Objective: Can you duplicate a passage from the Brew Wild competition thread, starting at the words "Brew Wild - Sour & Wild Ferment Homebrew Competition - 27th" and stopping after "so stayed tuned."?
[begin Source document]
# Brew Wild - Sour & Wild Ferment Homebrew Competition - Sydney 2019



## BrewWild (9/2/19)

Brew Wild - Sour & Wild Ferment Homebrew Competition - 27th July Sydney 2019
https://brewwild.wixsite.com/brewwild

We are looking forward to bringing a new Homebrew competition to Sydney in 2019. Brew Wild will be a BJCP recognised Homebrew competition that focuses exclusively on Sour and Wild fermented beer styles.

We are believers that there is some excellent sour and wild ales being brewed, fermented and drank behind closed doors so we are looking forward to see what you have got and to give these beers a stage of their own. 

It is early days with still work to do but we are aiming to provide something more than just a sour and wild fermented Homebrew competition if we can. More details will follow so stayed tuned.

We are also looking for judges and stewards, so if you are interested please complete the this form or click the link on competition details page of the brew wild website.

The competition is currently capped at 60 entries, so if you are interested don't delay too long before submitting an entry form. 

What you would do next is,
1. Sick the date in your diary
2. Bookmark the brewwild website
3. Check out the categories and styles of beers you can enter
4. Design and brew you beers
5. Check back on the brewwild page regularly for updates.


----------



## BrewWild (14/5/19)

With just over 2 months to go until Brew Wild Sydney Judging kicks off so it's about time we posted some more details about all the prizes that your precious beer can snag.

We have really been overwhelmed by the generosity of our sponsors and the support for this competition and more keeps coming. If you want to have a butcher's here is a direct link to the prize page 

We also wanted to congratulate those of you who have already completed the online entry form to enter, we are over 50% full and we expect the final entry slots to go shortly so if you are intending to enter make sure you complete the online entry form here 

Thank you also to those who have offered their support to judge and steward at the competition. We are still looking for more interested judges and stewards so if you think you will be available on Saturday 27th July in Sydney and are interested you can sign up using the online form here. It is a BJCP recognised competition so the usual points allocation will apply.

We are also getting closer to securing a venue and we will release this information as soon as we do, which is very likely to be in the Sydney CBD area. The delay is related to some plans we have in relation to the competition which will remain hush hush for the time being, but if we can sort it, hopefully it will something a little different and a lot of fun. 

Cheers,

Andy & Adam


----------



## donald_trub (15/5/19)

The comp looks great! However, the minimum of 2 bottles per entry is a little steep, especially when we're talking about sour beers that may have taken years to brew. Most other comps accept either 2 x 330mL or 1 x 700mL. Mine are in 700mL bottles and I won't want to give up 1.4 litres for the comp.


----------



## huez (15/5/19)

donald_trub said:


> The comp looks great! However, the minimum of 2 bottles per entry is a little steep, especially when we're talking about sour beers that may have taken years to brew. Most other comps accept either 2 x 330mL or 1 x 700mL. Mine are in 700mL bottles and I won't want to give up 1.4 litres for the comp.
[end Source document]
[begin Dataset excerpts]
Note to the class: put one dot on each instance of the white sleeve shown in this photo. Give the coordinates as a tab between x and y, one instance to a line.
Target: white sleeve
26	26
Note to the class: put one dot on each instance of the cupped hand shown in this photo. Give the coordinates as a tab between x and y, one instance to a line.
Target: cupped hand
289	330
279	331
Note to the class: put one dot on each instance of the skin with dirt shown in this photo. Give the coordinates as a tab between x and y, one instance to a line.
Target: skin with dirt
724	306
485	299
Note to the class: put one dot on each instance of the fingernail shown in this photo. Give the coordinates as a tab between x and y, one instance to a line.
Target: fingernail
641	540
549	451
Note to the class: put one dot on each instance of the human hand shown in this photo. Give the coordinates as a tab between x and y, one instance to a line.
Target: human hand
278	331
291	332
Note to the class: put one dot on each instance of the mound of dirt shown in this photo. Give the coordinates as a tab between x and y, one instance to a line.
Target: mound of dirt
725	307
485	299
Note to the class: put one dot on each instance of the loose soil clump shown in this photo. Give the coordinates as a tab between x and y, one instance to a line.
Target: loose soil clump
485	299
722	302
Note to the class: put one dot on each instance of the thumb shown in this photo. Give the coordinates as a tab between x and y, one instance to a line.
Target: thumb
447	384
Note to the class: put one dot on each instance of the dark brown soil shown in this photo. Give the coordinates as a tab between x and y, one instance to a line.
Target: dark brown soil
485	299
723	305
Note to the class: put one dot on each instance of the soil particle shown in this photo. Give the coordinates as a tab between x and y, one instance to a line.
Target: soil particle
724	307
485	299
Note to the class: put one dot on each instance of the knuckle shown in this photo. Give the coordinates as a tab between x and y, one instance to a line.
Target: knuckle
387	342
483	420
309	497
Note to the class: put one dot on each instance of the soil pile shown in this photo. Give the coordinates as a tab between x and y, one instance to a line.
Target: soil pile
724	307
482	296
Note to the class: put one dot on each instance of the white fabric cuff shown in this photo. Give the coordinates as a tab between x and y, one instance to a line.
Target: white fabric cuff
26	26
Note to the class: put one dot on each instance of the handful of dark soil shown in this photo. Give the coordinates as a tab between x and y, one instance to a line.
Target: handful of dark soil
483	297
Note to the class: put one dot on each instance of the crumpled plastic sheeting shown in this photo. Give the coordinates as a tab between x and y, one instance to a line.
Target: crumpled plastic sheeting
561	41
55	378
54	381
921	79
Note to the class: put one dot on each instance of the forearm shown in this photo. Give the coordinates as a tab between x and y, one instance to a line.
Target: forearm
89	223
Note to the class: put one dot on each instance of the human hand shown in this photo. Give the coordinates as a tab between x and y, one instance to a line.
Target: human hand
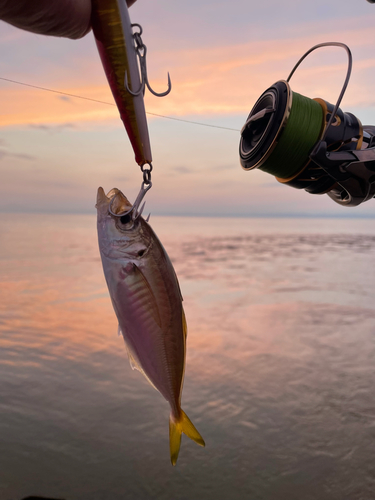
65	18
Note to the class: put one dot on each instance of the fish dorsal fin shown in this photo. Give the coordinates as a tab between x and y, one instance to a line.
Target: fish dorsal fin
147	290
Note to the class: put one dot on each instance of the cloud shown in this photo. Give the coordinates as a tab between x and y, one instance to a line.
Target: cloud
21	156
52	128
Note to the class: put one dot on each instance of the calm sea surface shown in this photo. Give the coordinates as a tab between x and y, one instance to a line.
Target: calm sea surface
280	376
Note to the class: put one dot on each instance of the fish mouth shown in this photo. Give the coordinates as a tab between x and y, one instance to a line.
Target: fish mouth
114	202
117	204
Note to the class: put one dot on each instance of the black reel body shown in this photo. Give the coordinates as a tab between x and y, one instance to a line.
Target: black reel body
310	144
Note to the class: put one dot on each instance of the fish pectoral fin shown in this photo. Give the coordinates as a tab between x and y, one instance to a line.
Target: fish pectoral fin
149	297
184	324
136	366
178	426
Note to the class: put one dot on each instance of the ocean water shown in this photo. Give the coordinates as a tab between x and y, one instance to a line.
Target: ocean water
280	375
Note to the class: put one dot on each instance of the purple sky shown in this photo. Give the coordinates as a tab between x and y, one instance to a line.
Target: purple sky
55	151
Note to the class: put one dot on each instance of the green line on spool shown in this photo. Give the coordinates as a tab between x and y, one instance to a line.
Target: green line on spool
297	140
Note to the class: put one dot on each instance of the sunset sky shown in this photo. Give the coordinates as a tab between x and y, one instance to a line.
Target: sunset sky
56	150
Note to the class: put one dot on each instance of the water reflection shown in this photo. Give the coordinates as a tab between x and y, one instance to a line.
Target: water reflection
279	377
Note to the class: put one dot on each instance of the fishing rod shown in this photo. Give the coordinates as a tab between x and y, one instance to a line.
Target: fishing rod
309	143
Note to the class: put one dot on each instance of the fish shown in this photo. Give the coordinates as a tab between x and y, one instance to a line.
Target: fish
147	300
114	39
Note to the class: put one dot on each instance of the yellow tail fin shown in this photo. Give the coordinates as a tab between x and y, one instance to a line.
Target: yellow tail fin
176	428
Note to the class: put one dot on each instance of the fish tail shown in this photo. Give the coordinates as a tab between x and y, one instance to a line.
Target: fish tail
177	426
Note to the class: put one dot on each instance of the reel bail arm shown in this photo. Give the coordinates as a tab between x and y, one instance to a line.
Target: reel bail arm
309	143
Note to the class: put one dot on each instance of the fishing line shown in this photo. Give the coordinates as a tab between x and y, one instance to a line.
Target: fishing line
303	128
311	144
113	104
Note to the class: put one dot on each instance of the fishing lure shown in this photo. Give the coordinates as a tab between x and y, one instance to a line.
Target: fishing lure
120	50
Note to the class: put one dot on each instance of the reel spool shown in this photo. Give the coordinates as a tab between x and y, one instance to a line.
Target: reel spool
309	143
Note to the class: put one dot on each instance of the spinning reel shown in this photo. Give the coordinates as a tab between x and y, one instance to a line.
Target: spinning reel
309	143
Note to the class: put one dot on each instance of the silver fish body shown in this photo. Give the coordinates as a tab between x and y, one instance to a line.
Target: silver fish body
148	304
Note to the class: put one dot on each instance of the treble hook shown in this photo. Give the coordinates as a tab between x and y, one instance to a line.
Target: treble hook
141	50
135	213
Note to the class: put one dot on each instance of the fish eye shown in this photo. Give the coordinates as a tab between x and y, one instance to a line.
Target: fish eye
125	219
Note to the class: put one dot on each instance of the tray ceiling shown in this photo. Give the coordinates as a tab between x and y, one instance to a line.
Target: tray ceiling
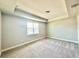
44	8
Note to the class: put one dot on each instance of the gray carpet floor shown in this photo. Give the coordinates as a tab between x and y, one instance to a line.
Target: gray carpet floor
45	48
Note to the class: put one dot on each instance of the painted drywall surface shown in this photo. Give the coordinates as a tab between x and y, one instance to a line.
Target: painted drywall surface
7	6
74	10
0	32
15	31
78	26
65	29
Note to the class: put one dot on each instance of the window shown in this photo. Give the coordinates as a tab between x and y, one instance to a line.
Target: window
32	28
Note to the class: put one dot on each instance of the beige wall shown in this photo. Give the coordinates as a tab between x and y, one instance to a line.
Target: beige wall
65	29
0	32
14	31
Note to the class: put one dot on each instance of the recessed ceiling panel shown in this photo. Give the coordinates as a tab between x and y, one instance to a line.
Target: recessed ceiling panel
55	8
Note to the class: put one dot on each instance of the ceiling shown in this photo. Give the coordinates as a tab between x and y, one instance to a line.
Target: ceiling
57	8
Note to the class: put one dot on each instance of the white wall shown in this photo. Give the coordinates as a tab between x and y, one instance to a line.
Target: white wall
0	32
65	29
14	31
78	26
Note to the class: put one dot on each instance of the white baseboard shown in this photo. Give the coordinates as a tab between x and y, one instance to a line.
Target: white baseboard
21	44
64	39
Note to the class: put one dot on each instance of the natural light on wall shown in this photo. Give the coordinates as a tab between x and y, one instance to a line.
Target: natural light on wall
32	28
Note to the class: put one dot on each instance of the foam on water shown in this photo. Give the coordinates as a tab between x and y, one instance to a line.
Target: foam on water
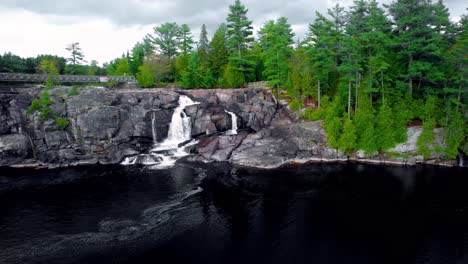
164	154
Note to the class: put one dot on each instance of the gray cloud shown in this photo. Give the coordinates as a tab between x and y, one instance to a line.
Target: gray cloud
195	13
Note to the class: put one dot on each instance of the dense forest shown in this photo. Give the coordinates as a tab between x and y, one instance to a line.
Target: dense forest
369	70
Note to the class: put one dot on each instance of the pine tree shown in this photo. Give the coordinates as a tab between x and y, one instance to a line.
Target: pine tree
165	39
276	38
239	38
218	55
185	39
203	45
321	40
76	54
419	42
145	77
348	138
191	77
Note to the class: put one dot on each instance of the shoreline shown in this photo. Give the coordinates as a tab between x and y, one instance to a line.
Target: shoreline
291	162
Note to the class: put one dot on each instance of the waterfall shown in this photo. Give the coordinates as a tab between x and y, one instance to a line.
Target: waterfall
166	153
180	128
233	130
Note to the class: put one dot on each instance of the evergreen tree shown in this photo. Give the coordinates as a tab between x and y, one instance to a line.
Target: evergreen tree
203	45
137	57
276	38
348	139
76	54
191	77
145	76
239	38
418	41
320	40
165	39
185	39
218	55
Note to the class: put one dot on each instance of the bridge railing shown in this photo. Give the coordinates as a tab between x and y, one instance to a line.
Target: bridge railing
261	84
23	77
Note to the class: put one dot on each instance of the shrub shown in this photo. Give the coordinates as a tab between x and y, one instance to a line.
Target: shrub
73	91
312	115
35	106
426	138
347	140
62	122
295	105
145	76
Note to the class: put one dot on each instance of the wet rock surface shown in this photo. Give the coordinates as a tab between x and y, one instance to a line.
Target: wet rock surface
106	125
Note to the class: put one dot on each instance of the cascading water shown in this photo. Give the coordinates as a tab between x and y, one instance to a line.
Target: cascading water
166	153
233	130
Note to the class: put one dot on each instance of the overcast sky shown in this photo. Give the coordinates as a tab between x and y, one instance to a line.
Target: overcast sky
107	28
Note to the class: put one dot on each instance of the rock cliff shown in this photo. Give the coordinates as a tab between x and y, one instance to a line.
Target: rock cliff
105	126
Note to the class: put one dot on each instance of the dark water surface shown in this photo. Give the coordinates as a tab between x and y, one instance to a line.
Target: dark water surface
325	213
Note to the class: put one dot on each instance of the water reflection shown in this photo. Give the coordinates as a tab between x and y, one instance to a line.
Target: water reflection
323	213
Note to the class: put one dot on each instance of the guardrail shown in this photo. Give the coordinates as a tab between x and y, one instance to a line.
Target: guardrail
23	77
261	84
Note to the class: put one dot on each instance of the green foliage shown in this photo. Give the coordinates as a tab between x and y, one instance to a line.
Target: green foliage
239	37
365	125
218	56
232	78
48	67
167	39
454	133
122	67
295	105
348	138
145	76
35	106
332	123
76	54
191	78
426	139
62	122
385	129
276	38
73	91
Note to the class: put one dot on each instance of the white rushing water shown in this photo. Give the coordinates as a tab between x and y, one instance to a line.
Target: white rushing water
233	130
166	153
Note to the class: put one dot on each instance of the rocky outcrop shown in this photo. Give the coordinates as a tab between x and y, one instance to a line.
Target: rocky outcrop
105	126
285	141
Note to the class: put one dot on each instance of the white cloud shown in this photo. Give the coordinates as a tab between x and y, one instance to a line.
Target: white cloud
107	28
31	34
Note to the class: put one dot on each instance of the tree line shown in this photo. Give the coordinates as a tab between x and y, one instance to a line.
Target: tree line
73	65
368	71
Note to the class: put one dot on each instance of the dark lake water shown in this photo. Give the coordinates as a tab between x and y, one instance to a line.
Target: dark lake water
324	213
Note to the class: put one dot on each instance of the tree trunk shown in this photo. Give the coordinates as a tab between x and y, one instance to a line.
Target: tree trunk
349	99
318	92
356	99
410	81
383	88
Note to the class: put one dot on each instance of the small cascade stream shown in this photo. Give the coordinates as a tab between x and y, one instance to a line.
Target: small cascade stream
233	130
165	154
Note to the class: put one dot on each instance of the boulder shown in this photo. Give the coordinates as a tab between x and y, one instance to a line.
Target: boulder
13	148
100	122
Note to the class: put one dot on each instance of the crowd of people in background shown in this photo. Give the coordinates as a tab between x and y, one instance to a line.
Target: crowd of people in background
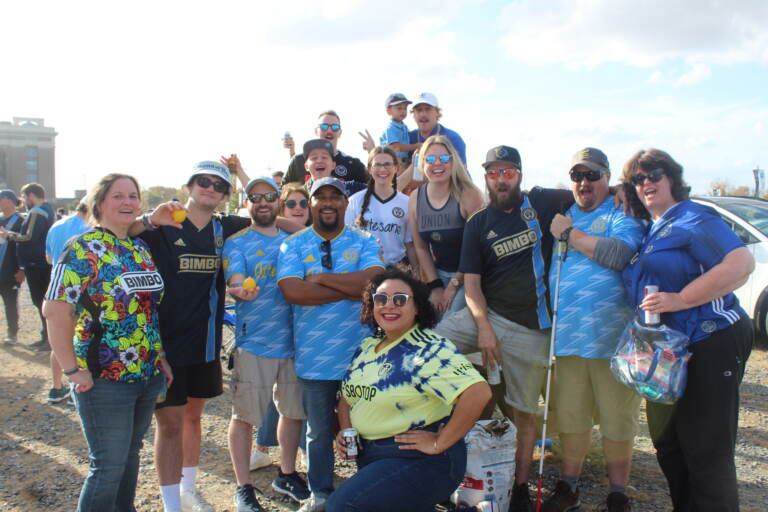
359	288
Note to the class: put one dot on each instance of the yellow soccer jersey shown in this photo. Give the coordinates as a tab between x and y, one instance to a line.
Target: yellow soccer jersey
410	383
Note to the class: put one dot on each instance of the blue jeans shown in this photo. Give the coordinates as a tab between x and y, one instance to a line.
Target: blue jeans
114	417
459	301
392	479
267	432
319	398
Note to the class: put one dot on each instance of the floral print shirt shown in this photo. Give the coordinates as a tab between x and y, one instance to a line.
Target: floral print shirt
115	289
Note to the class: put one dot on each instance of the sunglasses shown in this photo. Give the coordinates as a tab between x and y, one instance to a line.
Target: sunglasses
591	175
325	246
398	299
639	178
508	173
269	197
292	203
334	127
218	185
430	159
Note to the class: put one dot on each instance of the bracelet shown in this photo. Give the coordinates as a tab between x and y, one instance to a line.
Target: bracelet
72	371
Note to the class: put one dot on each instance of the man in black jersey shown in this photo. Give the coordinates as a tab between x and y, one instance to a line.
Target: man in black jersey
505	255
188	256
348	168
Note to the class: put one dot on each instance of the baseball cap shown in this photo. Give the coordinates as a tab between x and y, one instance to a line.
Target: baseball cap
396	99
210	167
328	182
591	158
262	179
503	154
317	144
426	98
9	194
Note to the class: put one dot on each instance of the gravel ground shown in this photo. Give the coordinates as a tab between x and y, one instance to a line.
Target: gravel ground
43	457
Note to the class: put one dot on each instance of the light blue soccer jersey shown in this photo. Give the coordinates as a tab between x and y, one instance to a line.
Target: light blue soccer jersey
326	336
264	324
593	306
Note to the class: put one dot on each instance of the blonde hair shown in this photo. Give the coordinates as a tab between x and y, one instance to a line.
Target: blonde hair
460	180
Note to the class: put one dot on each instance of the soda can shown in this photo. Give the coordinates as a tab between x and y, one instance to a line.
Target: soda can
350	441
651	318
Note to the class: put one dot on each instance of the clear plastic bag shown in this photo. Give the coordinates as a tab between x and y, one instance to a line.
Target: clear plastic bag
652	360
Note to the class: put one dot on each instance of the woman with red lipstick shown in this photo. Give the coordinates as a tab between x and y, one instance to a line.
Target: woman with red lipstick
696	261
412	397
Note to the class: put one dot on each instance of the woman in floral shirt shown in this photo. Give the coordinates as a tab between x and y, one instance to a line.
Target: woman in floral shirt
101	309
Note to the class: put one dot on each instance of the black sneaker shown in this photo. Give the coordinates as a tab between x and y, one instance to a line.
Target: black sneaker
618	502
562	499
245	499
291	485
521	499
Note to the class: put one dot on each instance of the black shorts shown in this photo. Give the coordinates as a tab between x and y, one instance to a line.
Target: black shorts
194	381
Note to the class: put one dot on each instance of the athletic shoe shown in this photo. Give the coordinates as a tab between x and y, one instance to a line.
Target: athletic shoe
259	459
314	504
521	499
562	499
618	502
191	501
291	485
245	499
58	395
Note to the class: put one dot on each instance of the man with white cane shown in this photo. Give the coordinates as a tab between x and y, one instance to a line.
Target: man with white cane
589	314
505	256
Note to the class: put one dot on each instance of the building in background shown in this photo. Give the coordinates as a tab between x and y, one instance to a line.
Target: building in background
27	150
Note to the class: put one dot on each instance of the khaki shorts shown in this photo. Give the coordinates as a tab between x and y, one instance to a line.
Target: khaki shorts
523	354
587	393
258	380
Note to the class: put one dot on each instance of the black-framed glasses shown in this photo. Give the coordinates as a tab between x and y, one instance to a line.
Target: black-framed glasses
333	126
292	203
398	299
591	175
218	185
639	178
430	159
508	173
325	246
269	197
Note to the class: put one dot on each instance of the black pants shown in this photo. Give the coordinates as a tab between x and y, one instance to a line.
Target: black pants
38	277
695	438
10	294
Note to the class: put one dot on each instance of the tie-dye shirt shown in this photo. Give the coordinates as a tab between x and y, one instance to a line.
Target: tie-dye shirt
410	383
115	289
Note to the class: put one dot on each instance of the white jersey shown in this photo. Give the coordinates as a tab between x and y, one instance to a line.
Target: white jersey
387	220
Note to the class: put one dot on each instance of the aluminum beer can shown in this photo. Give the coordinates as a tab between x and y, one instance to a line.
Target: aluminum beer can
350	441
651	318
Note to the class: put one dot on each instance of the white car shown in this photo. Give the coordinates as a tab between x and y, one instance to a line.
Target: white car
748	217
[end Dataset excerpts]
Solution for this task:
Brew Wild - Sour & Wild Ferment Homebrew Competition - 27th July Sydney 2019
https://brewwild.wixsite.com/brewwild

We are looking forward to bringing a new Homebrew competition to Sydney in 2019. Brew Wild will be a BJCP recognised Homebrew competition that focuses exclusively on Sour and Wild fermented beer styles.

We are believers that there is some excellent sour and wild ales being brewed, fermented and drank behind closed doors so we are looking forward to see what you have got and to give these beers a stage of their own. 

It is early days with still work to do but we are aiming to provide something more than just a sour and wild fermented Homebrew competition if we can. More details will follow so stayed tuned.